__DATA FOR PROCESSING__
• • • • •
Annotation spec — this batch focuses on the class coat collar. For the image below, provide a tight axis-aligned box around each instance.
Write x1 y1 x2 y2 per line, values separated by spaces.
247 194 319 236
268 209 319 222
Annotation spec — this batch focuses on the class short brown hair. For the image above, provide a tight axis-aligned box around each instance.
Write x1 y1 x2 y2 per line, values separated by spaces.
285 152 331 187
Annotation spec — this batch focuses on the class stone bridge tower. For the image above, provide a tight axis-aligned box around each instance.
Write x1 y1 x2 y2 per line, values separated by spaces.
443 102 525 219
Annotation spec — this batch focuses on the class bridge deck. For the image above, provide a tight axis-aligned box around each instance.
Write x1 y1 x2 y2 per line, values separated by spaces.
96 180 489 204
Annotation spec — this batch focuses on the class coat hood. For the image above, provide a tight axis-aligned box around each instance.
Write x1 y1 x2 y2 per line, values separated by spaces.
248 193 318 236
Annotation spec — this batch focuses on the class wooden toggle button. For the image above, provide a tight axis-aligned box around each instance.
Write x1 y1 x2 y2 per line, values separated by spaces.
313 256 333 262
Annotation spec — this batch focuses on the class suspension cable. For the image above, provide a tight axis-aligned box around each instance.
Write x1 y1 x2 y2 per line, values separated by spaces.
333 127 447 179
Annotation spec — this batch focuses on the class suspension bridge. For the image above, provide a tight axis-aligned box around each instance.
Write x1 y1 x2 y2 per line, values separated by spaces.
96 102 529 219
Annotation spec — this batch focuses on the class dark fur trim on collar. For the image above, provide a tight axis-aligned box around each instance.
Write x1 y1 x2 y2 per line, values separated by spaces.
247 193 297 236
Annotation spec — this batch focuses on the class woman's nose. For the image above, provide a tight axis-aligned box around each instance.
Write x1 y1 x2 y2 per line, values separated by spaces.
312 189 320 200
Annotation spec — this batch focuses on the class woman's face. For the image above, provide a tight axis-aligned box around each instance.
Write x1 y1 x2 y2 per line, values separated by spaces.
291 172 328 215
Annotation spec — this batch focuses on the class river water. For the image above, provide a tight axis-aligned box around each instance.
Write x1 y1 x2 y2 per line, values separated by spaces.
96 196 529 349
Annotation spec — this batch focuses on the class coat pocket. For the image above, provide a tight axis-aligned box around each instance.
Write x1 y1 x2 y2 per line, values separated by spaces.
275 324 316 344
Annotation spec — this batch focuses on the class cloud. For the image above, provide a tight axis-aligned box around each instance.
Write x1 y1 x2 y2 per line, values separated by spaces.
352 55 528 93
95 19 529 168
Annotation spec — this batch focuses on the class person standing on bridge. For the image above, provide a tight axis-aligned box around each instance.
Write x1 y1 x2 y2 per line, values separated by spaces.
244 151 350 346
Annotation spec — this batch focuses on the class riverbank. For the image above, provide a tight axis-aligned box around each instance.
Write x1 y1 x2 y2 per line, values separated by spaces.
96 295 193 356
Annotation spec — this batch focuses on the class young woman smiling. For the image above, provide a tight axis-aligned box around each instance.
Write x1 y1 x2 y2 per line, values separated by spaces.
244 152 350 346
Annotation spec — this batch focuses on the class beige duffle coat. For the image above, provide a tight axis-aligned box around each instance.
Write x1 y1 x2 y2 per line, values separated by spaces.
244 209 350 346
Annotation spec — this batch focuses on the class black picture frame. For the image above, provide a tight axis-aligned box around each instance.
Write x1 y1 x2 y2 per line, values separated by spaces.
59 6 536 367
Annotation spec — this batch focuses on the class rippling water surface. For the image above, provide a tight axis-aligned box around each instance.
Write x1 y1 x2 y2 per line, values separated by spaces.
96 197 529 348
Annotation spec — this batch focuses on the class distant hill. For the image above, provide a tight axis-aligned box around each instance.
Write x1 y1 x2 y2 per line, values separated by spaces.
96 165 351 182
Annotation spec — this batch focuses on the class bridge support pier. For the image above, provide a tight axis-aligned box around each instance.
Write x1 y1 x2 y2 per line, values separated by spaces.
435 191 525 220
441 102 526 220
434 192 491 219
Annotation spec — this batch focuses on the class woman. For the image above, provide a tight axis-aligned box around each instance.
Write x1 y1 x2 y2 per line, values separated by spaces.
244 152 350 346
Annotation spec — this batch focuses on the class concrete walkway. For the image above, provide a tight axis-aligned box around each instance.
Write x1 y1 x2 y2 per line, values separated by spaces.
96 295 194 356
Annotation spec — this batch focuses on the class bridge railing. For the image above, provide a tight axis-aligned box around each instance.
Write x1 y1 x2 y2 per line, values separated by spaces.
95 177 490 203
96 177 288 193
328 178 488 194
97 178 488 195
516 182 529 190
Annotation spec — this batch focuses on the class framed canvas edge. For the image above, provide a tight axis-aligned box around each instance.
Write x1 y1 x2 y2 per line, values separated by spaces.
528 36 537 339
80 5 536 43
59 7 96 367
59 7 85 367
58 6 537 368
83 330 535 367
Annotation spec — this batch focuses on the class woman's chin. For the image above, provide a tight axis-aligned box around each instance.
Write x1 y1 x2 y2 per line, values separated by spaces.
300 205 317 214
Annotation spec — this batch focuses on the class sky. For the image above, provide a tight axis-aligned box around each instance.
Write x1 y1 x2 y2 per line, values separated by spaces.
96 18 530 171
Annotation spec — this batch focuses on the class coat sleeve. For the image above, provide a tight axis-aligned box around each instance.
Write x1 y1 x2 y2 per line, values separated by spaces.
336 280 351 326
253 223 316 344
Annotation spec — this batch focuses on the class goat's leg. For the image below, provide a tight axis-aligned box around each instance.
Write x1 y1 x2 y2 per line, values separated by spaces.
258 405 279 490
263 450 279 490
• • • • •
__WHAT THIS TASK INVOLVES__
Retype the data in full, exactly.

__ANSWER FOR THIS EXERCISE__
Annotation spec — this batch focuses on the class coat collar. For the image below, provide a tight axis-aligned box around each instance.
Write x1 y1 x2 y2 per line, values separated by spaces.
247 194 319 236
268 209 319 222
Annotation spec — this batch focuses on the class short brown hair. For the image above, provide a tight axis-aligned box around each instance.
Write x1 y1 x2 y2 per line, values separated by spaces.
285 152 331 187
Annotation spec — this batch focuses on the class stone bridge tower. For the image above, provide a tight axis-aligned box around each instance.
Write x1 y1 x2 y2 per line, values separated by spaces.
443 102 525 219
Annotation spec — this batch focuses on the class bridge deck. For the image above, provide a tight axis-aligned box around each instance.
Write x1 y1 x2 y2 per line, values separated by spaces.
96 180 489 204
Annotation spec — this batch focuses on the class coat hood. For the image above, provide a tight axis-aligned box around each instance.
Write x1 y1 x2 y2 per line, values separated by spaces.
248 193 318 236
Annotation spec — this batch focuses on the class wooden toggle button. For the image above, provide a tight axis-aligned box around each instance.
Write x1 y1 x2 y2 per line, values separated by spaces.
313 256 333 262
Annotation spec — this batch focuses on the class suspension cable. For the image above, provide a tight axis-aligned box around each instance.
Write x1 y1 x2 y2 per line, values separated by spaces.
333 127 447 179
Annotation spec — this batch focuses on the class suspension bridge. For the image above, provide a tight axis-aligned box around each instance.
Write x1 y1 x2 y2 per line, values separated by spaces.
96 102 529 219
Annotation spec — this batch focuses on the class dark fur trim on collar. For the image above, provide a tight axis-aligned box around each instance.
Write x1 y1 x2 y2 per line, values separated by spaces.
247 193 297 236
Annotation spec — this batch focuses on the class woman's nose. For the image above, provide a tight axis-aligned box around each instance.
Write x1 y1 x2 y2 per line, values separated by spaces.
312 189 320 200
Annotation spec — this batch focuses on the class woman's face. For the image above, provide a tight axis-aligned box around each instance.
Write x1 y1 x2 y2 per line, values separated by spaces.
291 172 328 215
Annotation spec — this batch focuses on the class river water. For the image above, provide a tight axis-aligned box around each instance.
Write x1 y1 x2 y2 per line, values separated by spaces.
96 196 529 349
Annotation spec — this batch focuses on the class coat pocket. For the image above, provide a tight axis-aligned box around each instance.
Write x1 y1 x2 y2 per line, values separated by spaces.
275 324 316 344
Annotation spec — this batch focuses on the class cloud. For the image above, provide a tight axis-aligned box around each instance.
Write x1 y1 x2 y2 per line, values separated by spaces.
352 55 528 93
95 19 529 168
Annotation spec — this batch focuses on the class person standing on bridge. For the image above, provide a tight axis-aligned box around each instance.
Write x1 y1 x2 y2 per line, values separated by spaces.
244 151 350 346
Annotation spec — this batch focuses on the class riverbank. For the image above, provide a tight axis-aligned box around each instance.
Write x1 y1 x2 y2 per line, values separated by spaces.
96 295 193 356
Annotation spec — this batch focuses on the class young woman smiling. For the image above, provide a tight axis-aligned box around each instance.
Write x1 y1 x2 y2 per line, values separated by spaces.
244 152 350 346
Annotation spec — this batch focuses on the class beige duffle coat. For the image above, provide a tight axis-aligned box around each instance.
Write x1 y1 x2 y2 per line, values separated by spaces.
244 209 350 346
Annotation spec — this batch focuses on the class black picture frame. For the image above, provide a tight axis-aligned box around each instance.
Write x1 y1 x2 y2 per line, values separated by spaces.
59 6 536 367
Annotation spec — this batch focuses on the class rippling water surface. For the image above, provide a tight axis-aligned box around each instance.
Write x1 y1 x2 y2 per line, values separated by spaces.
96 197 529 348
Annotation spec — this batch focuses on the class distant hill. For the image above, provide a tight axis-aligned box around each instance.
Write x1 y1 x2 y2 per line, values separated by spaces.
96 165 351 182
Annotation spec — this batch focuses on the class bridge support pier. For the image above, provide a tight axis-aligned box around each instance.
Write x1 y1 x2 y2 per line, values separated by spaces.
435 191 525 220
441 102 526 220
434 192 491 219
Annotation spec — this batch focuses on the class woman. For the image above, provide a tight axis-aligned box around each instance.
Write x1 y1 x2 y2 per line, values separated by spaces.
244 152 350 346
Annotation spec — this batch focuses on the class concrete walkway. For the image above, provide a tight axis-aligned box around each instance.
Write x1 y1 x2 y2 per line, values separated by spaces.
96 295 194 356
Annotation spec — this batch focuses on the class bridge railing. For the image above, provide a tight axis-aligned box around each instance.
Write x1 y1 x2 y2 per line, values separated by spaces.
95 177 490 203
96 177 288 193
328 178 488 194
97 178 488 195
516 182 529 190
Annotation spec — this batch focuses on the class framed canvas edge. For the image above, provide a tight axis-aligned box around each instance.
Write x1 y1 x2 y2 per line, values separated by spaces.
528 36 537 339
80 5 536 43
59 7 96 367
59 7 85 367
58 6 537 368
83 330 535 367
Annotation spec — this batch focuses on the class woman's chin. For the image above, provide a tight axis-aligned box around each instance.
Write x1 y1 x2 y2 per line, values separated by spaces.
300 205 317 214
Annotation spec — this batch focuses on the class sky. For the image above, provide a tight axis-aligned box around each instance.
Write x1 y1 x2 y2 per line, values separated by spaces.
96 18 530 171
Annotation spec — this batch focuses on the class coat sleeve. For the image above, provide a tight axis-aligned box around each instance.
Write x1 y1 x2 y2 per line, values separated by spaces.
336 280 351 326
253 223 316 344
Annotation spec — this batch focuses on the class goat's leg. For the image below, provide a tight axis-aligned box around each instance.
Write x1 y1 x2 y2 per line, values separated by spaces.
258 405 279 490
263 450 279 490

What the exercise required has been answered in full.